[EXCERPT PROVIDED]

Attorneys for Hart and U.S. Rep. Mariannette Miller-Meeks, R-Iowa, submitted initial legal briefs to a House panel on Monday.
Miller-Meeks' attorney, Alan Ostergren, broadly denied Hart's claims and said the burden was on Hart to prove that a state-certified election should be overturned.
'The congresswoman has a certificate of election, and that demonstrates that she is the winner of the race under Iowa law,” Ostergren told reporters Monday.
Miller-Meeks, of Ottumwa, was seated as a new member of Congress in January, pending the outcome of a House committee's review of Hart's election challenge. Hart, of Wheatland, lost to Miller-Meeks by just six votes after a bipartisan panel of state officials certified the election results in November following a recount in all 24 counties in southeast Iowa's 2nd Congressional District.
It is one of the closest federal elections in U.S. history.
Hart argues that 22 ballots were legally cast in the district but not counted, due to errors by election workers. Had the 22 ballots been tallied, Hart argues, she would have won by nine votes.
'When you set aside all of the procedural issues ... you need to not lose sight of the voters,” Hart's attorney, Marc Elias, told reporters on Tuesday. 'This is fundamentally about them and their rights, and who's going to fight to make sure that they didn't go to the trouble in the middle of a pandemic to cast a ballot only to have it not count.”
The House Committee on Administration voted earlier this month along party lines to consider the case and postpone a decision on Miller-Meeks' motion to dismiss Hart's election challenge.
Republicans have criticized Hart for not challenging the election results in state court before asking Congress to resolve the issue.
Hart's campaign has argued she did not do so because Iowa statute does not offer enough time for a sufficient appeal process, requiring a panel of Iowa judges to convene, hear arguments, review ballots and make a decision in roughly a week's time.
Enough Democrats have privately expressed reservations about the House taking up Hart's challenge to sink any vote on the House floor, Politico reported.
It's unclear when the House panel will make a final determination in the election challenge. There is no deadline for the House to resolve Hart's election contest.
Committee Chairwoman Zoe Lofgren, D-Claif., has said she would like to resolve the matter this spring. Elias told reporters he hoped the matter could be resolved by early July.
Attorneys for both campaigns have until Monday to submit follow-up briefs to the committee.

[/EXCERPT PROVIDED]
[DATA]

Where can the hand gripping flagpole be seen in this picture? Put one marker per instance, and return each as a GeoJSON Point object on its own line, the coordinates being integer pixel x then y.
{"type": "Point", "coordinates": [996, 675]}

[/DATA]

• EXERCISE INSTRUCTIONS:
1) In the election-challenge excerpt, by how many votes did Hart lose to Miller-Meeks?
2) According to the election-challenge excerpt, why did Hart's campaign not challenge the election results in state court?
The data plays no part in this exercise.

• TASK RESPONSES:
1) Six votes.

2) The campaign argued that Iowa law does not allow enough time for a proper appeal. It requires a panel of Iowa judges to meet, hear arguments, review ballots and decide in about a week.